The Electronic Intifada 25 September 2017
The Gharibs had a problem. Their son, Rami, 24, was under arrest after a bitter divorce saw a local court demand he pay his ex-wife a monthly allowance he could not afford.
The only way out for the family, from the Jabaliya refugee camp, was to seek mediation between themselves and their erstwhile in-laws. For help, the Gharibs turned to Um Rashid.
“For over three months and with the intervention of various local men of reconciliation, we were not able to bridge our differences. That was until Um Rashid showed up,” Mahdi Gharib, Rami’s eldest brother, told The Electronic Intifada.
Calling her the mukhtara (the feminine form of the masculine mukhtar, or family chief), Mahdi detailed the standoff that Um Rashid – at the suggestion of the police – helped resolve.
“When I contacted the mukhtara, she promptly intervened with Rami’s ex-mother-in-law,” said Mahdi. “In less than one day, the mother-in-law agreed to the divorce, after they agreed that my brother would give back jewelry that had been given as dowry and spend a certain amount of money on their 2-year-old son every month.”
The “social reconciliation lady”
Um Rashid, also known as Ulfat Anbar, is one of a small number of women in the occupied Gaza Strip who are acting as mediators in family disputes, a role that has typically fallen to men.
Though their role is controversial, a dramatic increase in the number of divorces, and subsequently of women fending for themselves, is necessitating a deviation from customary methods of mediation.
Anbar got involved in the resolution of various family disputes across Gaza as a result of her affiliation to the Association of Family Chiefs – a grouping of mukhtars that mediate family arguments – in Gaza City.
Speaking to The Electronic Intifada at her family home in the Nasser neighborhood of northern Gaza City, Anbar, 48, said her role as a “social reconciliation lady” – this is how she prefers to be described – was partly informed by personal experience.
“Back in the 1990s, I was close to divorce. At the time, I was shuttling between Gaza and Saudi Arabia with my then small children. But, though my problems were quite pressing, I decided to maintain my marriage for the sake of my children,” Anbar recalled.
Later political involvement also helped improve her ability to communicate with different people, she said. For over 15 years, Anbar was secretary of the Palestinian People’s Party, the communist party, in the Sheikh Radwan neighborhood of Gaza City.
“My work with that committee boosted my social skills and introduced me to many in the local community.”
She began her connection with the Association of Family Chiefs in 2016. And over the past year-and-a-half, Anbar said, she has helped mediate more than 35 family disputes, mainly divorce cases.
Anbar now spends much of her week outside her home helping others solve their problems.
“It is important to me. I thrive on helping people resolve their problems,” Anbar said. “I strongly believe in the blessings I might get from doing so, a conviction based on our Arab and Islamic traditions.”
Her family – husband and four grown children – has no objections, even if they are at times wary when the conflict resolution takes place at home. Reem Anbar, 27, said her mother had the family’s full support.
“We only object sometimes, when individuals come to our home for mediation,” Reem said.

#### DATA ROWS:
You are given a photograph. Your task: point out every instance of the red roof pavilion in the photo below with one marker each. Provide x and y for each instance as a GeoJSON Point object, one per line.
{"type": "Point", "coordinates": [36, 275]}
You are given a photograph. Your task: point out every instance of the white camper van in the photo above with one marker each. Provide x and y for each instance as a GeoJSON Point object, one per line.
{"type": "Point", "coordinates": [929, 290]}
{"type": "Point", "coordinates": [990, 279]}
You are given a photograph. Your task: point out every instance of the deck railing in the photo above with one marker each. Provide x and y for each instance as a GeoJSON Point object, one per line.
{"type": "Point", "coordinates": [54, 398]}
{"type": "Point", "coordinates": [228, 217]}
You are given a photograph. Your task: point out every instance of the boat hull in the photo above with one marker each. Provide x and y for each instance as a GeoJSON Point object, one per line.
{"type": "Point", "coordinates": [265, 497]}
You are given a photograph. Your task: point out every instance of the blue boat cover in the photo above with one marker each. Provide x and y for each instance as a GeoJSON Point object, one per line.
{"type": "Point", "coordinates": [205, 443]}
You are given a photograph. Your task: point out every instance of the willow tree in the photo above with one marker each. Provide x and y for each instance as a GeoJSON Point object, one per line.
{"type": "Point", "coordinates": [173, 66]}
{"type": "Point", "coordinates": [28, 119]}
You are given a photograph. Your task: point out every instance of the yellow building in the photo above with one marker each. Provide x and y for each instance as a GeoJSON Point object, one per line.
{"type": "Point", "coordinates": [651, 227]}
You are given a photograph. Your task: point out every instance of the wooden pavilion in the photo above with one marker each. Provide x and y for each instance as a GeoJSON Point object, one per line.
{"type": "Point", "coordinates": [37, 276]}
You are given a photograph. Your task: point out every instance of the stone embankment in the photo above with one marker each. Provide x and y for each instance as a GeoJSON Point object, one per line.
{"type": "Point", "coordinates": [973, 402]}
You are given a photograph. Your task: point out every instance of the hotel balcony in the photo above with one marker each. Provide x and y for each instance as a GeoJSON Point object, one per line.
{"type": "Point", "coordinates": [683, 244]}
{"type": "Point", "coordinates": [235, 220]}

#### WORK TO COMPLETE:
According to the article on women mediating family disputes in Gaza, how many family disputes has Ulfat Anbar helped mediate over the past year and a half?

#### SOLUTION:
More than 35, mainly divorce cases.